>> Start Entries
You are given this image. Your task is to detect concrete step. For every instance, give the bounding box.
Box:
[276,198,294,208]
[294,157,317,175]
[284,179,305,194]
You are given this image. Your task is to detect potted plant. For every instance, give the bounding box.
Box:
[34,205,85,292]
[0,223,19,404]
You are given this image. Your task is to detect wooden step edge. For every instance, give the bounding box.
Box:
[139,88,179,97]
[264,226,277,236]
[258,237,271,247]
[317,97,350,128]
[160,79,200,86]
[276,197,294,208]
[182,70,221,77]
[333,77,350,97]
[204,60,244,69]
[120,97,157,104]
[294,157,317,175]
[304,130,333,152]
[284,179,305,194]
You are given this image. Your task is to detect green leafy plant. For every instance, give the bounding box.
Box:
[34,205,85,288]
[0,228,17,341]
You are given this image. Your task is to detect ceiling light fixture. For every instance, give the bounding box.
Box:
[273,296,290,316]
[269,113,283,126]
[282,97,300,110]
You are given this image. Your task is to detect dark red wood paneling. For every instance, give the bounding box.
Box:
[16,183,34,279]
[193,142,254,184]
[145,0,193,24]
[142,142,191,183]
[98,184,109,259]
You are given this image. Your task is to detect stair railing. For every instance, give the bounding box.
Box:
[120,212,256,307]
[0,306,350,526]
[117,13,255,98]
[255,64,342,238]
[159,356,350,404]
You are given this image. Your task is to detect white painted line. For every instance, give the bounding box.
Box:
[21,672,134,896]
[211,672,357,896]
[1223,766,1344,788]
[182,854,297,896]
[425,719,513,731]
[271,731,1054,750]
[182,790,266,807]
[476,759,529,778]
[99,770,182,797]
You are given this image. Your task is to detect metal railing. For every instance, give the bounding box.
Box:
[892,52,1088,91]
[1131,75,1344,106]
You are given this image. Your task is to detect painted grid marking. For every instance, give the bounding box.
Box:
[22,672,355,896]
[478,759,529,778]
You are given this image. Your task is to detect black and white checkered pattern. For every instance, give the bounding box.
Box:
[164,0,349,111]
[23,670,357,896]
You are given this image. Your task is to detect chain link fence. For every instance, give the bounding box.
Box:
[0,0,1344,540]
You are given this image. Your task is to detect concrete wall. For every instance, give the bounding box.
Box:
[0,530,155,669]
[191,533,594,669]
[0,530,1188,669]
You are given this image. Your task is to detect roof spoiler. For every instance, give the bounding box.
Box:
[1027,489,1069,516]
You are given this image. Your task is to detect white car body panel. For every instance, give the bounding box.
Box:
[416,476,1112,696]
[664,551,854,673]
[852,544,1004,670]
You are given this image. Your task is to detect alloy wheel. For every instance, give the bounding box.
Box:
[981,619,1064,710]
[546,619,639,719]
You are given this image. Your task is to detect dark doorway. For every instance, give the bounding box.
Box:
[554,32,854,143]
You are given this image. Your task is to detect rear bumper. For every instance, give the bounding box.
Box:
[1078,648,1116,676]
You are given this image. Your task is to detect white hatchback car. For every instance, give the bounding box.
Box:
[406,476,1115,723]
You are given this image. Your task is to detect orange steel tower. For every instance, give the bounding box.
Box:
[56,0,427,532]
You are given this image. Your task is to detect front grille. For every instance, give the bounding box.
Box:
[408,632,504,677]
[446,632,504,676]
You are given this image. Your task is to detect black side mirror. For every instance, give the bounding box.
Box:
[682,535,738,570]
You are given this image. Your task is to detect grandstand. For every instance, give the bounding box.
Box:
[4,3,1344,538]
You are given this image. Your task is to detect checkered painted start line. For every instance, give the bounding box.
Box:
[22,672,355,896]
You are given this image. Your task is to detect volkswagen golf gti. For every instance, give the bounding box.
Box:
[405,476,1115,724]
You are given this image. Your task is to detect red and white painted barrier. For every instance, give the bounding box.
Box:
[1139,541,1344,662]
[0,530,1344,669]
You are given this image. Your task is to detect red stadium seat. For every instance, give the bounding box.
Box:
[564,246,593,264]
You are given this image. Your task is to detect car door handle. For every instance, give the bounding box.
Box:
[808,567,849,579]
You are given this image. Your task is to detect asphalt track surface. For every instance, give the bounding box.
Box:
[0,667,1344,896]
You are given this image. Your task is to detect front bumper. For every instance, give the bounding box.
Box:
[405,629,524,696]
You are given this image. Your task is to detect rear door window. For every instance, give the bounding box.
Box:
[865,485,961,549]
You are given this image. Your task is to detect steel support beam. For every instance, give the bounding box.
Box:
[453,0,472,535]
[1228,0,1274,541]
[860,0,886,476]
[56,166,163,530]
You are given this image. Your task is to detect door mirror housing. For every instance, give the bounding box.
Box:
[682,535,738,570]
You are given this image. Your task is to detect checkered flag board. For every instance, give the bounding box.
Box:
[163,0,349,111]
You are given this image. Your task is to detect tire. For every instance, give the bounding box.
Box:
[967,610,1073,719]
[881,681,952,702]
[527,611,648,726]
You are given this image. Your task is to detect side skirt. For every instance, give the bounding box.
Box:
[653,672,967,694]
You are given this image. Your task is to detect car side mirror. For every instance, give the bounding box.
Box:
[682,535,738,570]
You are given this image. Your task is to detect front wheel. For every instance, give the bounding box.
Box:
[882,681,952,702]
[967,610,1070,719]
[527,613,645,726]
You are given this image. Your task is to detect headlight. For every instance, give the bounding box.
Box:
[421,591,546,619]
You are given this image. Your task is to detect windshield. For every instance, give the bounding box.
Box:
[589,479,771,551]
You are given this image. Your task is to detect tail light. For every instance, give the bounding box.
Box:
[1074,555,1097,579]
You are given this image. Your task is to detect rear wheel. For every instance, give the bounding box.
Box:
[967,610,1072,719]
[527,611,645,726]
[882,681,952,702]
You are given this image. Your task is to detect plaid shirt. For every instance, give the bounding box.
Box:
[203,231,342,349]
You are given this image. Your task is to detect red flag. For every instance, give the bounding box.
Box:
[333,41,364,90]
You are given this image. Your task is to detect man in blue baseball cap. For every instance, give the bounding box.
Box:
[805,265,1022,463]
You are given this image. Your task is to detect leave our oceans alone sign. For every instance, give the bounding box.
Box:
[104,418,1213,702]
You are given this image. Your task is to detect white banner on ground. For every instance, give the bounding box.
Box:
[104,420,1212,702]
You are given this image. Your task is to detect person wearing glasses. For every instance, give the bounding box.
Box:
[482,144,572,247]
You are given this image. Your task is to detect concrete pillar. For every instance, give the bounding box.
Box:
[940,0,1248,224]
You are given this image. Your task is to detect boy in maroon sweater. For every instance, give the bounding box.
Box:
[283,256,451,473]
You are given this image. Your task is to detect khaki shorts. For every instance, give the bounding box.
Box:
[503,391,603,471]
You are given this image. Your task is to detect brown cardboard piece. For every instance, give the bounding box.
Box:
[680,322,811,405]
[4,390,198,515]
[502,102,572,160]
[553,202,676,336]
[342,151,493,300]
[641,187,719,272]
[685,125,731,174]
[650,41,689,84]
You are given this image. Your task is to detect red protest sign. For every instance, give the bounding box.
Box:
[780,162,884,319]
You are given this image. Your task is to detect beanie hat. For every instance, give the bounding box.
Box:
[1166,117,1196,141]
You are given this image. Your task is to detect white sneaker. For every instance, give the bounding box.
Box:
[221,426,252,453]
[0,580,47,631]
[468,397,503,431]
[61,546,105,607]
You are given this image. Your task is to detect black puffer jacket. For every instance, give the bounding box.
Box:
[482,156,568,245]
>> End Entries
→ **Written task**:
Which lines in the records above contain the word "sign"? Pick out each of those lines and copy it in full.

→ **Answer to this problem**:
You are given this image. Your task is to detect leave our oceans alone sign. For every instance, give the bounding box.
You are given this image. Your task is to detect red protest sign. For every instance, give the bounding box.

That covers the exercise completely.